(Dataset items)
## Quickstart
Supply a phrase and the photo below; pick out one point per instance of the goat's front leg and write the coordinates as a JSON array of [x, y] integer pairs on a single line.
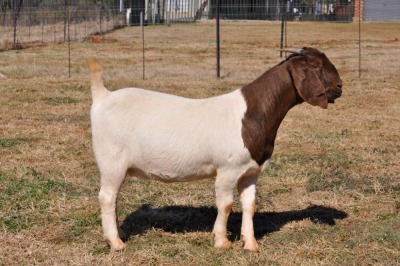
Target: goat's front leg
[[247, 190], [224, 186]]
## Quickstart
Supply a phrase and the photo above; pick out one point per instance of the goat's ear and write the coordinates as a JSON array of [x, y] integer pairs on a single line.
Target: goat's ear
[[308, 84]]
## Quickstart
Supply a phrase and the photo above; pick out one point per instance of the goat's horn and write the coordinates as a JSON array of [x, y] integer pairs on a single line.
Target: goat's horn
[[293, 51]]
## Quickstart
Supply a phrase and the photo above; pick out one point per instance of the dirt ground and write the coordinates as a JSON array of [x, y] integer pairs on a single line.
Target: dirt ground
[[330, 197]]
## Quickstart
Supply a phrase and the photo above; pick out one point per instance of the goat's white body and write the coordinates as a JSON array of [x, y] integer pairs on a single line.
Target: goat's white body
[[170, 138], [151, 135]]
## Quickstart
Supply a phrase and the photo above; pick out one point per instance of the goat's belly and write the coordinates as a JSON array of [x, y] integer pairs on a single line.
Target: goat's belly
[[168, 176]]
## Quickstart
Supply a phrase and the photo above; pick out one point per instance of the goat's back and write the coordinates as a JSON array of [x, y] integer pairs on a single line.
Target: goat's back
[[170, 137]]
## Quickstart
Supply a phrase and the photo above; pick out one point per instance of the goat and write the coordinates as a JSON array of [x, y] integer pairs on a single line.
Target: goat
[[157, 136]]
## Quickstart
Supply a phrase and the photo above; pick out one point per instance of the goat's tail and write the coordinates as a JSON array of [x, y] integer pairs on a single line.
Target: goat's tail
[[96, 80]]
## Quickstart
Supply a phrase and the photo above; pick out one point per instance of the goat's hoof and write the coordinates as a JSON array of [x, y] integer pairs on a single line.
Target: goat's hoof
[[117, 245], [224, 244], [251, 246]]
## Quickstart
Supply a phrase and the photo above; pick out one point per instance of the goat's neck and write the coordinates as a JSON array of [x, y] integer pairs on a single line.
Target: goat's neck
[[268, 99]]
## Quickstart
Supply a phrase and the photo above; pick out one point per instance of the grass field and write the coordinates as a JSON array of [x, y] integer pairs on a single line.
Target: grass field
[[330, 197]]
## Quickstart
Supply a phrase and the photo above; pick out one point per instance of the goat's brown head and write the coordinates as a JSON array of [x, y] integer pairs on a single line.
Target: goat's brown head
[[315, 78]]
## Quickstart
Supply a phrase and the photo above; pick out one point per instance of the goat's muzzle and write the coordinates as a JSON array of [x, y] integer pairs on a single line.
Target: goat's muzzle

**Assignment:** Retype the data in full. Images do not go in the copy.

**Response to this task:**
## Quickstart
Supply a phrase and the photo below; pick out one point per instance of the goat's front leg and write the coordinates as a JSON array of [x, y] integer pairs on a single line.
Target: goat's front leg
[[247, 190], [224, 186]]
## Quickstart
Supply a phrase and the photo above; pick out one point per instance of the goat's ear and write the coordinates as a JSON array of [x, y] integer pairs on a single line.
Target: goat's ear
[[308, 84]]
## Quickstart
Supply a phrase and the photo above; pick out one point per instance of the goat's horn and write the coordinates as a JSON array of [x, y] integer pairs on a single line.
Target: goat's horn
[[293, 51]]
## Quickstart
Supply a phrase and the photo above; pick out one point per instance of the dirt ground and write the coordinates as a JSON array of [x, y] integer pairs on a single line.
Target: dirt ground
[[330, 197]]
## Quickstart
Supply a phrase and the photo above; pick out one point per instance of the goat's white body and write the coordinates as a JSON array of [x, y] integer pairs on a single line.
Target: goat's white body
[[170, 138], [151, 135]]
## Quickstart
Supply a phrase and the photo above; pick out one point per instance of the goat's belly and write the coordinates as a JSON array of [x, y] integer pairs on a single line.
Target: goat's belly
[[168, 176]]
## Quickstart
Supply a phrase and the photo above; pick out one point per instance of the goat's back and write the coordinates as a JSON array of [x, y] integer pairs on a single line.
Target: goat's back
[[170, 137]]
## Quickstart
Supply a phrase and the photo above; pick out one point per instance of the goat and write the coordinates as a JSON array of [x, y] integer pairs on a single line.
Target: goat
[[157, 136]]
## Quickstart
Supply a phrase and the photo above; pick out one point per instance of the goat's tail and write the coordinates as a JSON array of [x, y] integer pairs on a single line.
Target: goat's tail
[[96, 80]]
## Quickstart
Supply a phrase and the photo above; pick out one point per instance of the goat's hoof and write the coordinates as a JSON array of [x, y] integer pairs on a single line.
Target: goat's hoof
[[117, 245], [224, 244], [251, 246]]
## Quickstart
Supply a phrase and the photo above; pick out one point per instance of the goat's neck and write the coordinates as a JSON array of [x, y] integer pairs on a single line.
Target: goat's neck
[[268, 99]]
## Quickstart
Supply a phrase and the photo above; pick out one point per instance of the grass field and write the coordinates as a JSON array of [x, y] integer pairs on a single line.
Target: grass field
[[330, 197]]
## Quickstart
Supply a phrase and the photo above; pick out one point per instance of the goat's brown head and write the coordinates as a JSON array of [x, y] integer pairs on a single line.
Target: goat's brown head
[[315, 78]]
## Quickstart
Supply a phrase and the photo above; pick out one point per instance of the goat's muzzle and write the coordinates as a JSON array of [x, y] integer pairs on a single line.
Target: goat's muzzle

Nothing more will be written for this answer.